ONDE O CINEMA PODE SER VIOLENTO...

Por Marcelo Carrard

Antropophagus – The Beast
Direção: Joe D’Amato
Itália, 1980

Esse artigo inicia uma série em homenagem ao célebre Mestre do Cinema Extremo: Joe D’Amato, cujo nome verdadeiro era Aristide Massaccesi. Ele usou uma quantidade absurda de pseudônimos em suas quase 200 produções oficiais, mas Joe D’Amato se tornou o nome mais célebre, quase uma grife de transgressão, sexualidade desenfreada, gore extremo e deslimites estéticos variados que o colocaram em um “Altar Maldito” onde até hoje é cultuado por cinéfilos e pervertidos em geral, das mais variadas partes do planeta. Ele navegou por vários gêneros e subgêneos: do Giallo ao Faroeste, do Filme de Guerra ao Horror Gótico, do Sexo Softcore ao Hardcore. Sua trajetória de um impressionante volume de produções culminou na produção Pornográfica, que já havia misturado ao Horror nos anos 70 e início dos 80 em clássicos como EROTIC NIGHTS OF THE LIVING DEAD e PORNO HOLOCAUST.

+ + +

§ **INSTRUÇÃO DADA A**
Extraia do texto sobre Joe D'Amato o trecho que vai de "Esse artigo inicia" até "e PORNO HOLOCAUST.".
§ **INSTRUÇÃO DADA B**
Escreva a continuação do texto sobre Joe D'Amato a partir da última frase apresentada.
Os dados não têm relação com o texto sobre Joe D'Amato.

§ **DADOS FORNECIDOS**

+ + +

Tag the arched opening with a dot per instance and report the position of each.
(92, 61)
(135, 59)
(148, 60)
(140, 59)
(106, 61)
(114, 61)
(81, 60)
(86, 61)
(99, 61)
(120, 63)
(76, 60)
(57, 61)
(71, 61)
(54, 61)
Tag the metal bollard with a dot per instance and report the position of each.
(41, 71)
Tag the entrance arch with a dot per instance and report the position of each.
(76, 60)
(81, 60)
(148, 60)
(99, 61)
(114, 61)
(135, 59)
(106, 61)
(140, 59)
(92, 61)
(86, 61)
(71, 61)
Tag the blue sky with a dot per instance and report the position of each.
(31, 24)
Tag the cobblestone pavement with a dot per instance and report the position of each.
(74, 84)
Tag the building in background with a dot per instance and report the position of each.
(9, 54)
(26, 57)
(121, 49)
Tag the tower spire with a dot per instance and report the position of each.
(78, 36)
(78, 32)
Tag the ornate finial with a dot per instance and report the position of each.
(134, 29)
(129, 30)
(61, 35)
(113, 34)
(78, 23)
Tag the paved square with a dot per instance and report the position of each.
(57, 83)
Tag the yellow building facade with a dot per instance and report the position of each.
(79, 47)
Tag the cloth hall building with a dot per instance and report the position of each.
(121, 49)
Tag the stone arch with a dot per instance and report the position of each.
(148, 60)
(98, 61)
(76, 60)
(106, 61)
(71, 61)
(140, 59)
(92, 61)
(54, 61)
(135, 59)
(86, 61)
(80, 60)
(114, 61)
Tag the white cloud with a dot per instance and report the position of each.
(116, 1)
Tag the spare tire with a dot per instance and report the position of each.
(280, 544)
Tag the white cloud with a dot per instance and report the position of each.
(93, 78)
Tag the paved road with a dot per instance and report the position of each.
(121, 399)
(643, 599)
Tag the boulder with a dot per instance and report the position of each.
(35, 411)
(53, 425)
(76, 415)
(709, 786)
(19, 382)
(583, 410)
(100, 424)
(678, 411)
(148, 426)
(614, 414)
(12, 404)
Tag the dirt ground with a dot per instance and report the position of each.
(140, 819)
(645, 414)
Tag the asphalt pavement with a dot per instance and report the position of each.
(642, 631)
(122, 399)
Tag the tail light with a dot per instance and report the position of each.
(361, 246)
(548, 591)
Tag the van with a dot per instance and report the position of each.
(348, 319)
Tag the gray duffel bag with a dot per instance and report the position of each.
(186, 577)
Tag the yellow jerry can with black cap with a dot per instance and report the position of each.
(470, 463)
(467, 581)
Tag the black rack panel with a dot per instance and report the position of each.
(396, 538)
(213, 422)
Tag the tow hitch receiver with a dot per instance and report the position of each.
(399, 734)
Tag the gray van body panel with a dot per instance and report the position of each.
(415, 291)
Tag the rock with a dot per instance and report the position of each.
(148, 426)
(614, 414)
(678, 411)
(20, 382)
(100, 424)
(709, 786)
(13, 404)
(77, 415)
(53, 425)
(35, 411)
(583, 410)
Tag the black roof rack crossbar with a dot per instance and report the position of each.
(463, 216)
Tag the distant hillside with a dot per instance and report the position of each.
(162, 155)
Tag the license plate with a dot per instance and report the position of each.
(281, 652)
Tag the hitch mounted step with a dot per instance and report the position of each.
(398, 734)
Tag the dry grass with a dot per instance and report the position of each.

+ + +

§ **RESPOSTA DO EXERCÍCIO A**
Esse artigo inicia uma série em homenagem ao célebre Mestre do Cinema Extremo: Joe D’Amato, cujo nome verdadeiro era Aristide Massaccesi. Ele usou uma quantidade absurda de pseudônimos em suas quase 200 produções oficiais, mas Joe D’Amato se tornou o nome mais célebre, quase uma grife de transgressão, sexualidade desenfreada, gore extremo e deslimites estéticos variados que o colocaram em um “Altar Maldito” onde até hoje é cultuado por cinéfilos e pervertidos em geral, das mais variadas partes do planeta. Ele navegou por vários gêneros e subgêneos: do Giallo ao Faroeste, do Filme de Guerra ao Horror Gótico, do Sexo Softcore ao Hardcore. Sua trajetória de um impressionante volume de produções culminou na produção Pornográfica, que já havia misturado ao Horror nos anos 70 e início dos 80 em clássicos como EROTIC NIGHTS OF THE LIVING DEAD e PORNO HOLOCAUST.

§ **RESPOSTA DO EXERCÍCIO B**
Na ZINGU #3 escrevi um artigo para essa Coluna com um de seus maiores clássicos: EMANUELLE IN AMERICA, protagonizado por sua Musa Eterna: LAURA GEMSER. Agora direciono meus holofotes para uma de suas produções mais Malditas e Extremas: ANTROPOPHAGUS – THE BEAST, que em uma versão cheia de cortes ficou conhecido como THE GRIM REAPER. Obviamente irei analisar a versão SEM CORTES, com imagem cristalina e falada em italiano, purismos de colecionador... Dois destaques do elenco chamam nossa atenção. Primeiramente o da atriz TISA FARROW, irmã de MIA FARROW que atuou em apenas dois filmes oficialmente: Antropophagus – The Beast e ZOMBIE aka ZOMBI 2, ZOMBIE FLESH EATERS do Maestro do Gore: LUCIO FULCI. O outro destaque está na figura do Psicopata Canibal NIKOS, o Antropophagus do título do filme interpretado pelo “ator-fetiche” de D’Amato: LUIGI MONTEFIORE aka GEORGE EASTMAN, que também é co-produtor e co-roteirista do filme. Sua produção mais conhecida do grande público é SATYRICON de FELLINI (onde interpreta a mítica figura do Minotauro).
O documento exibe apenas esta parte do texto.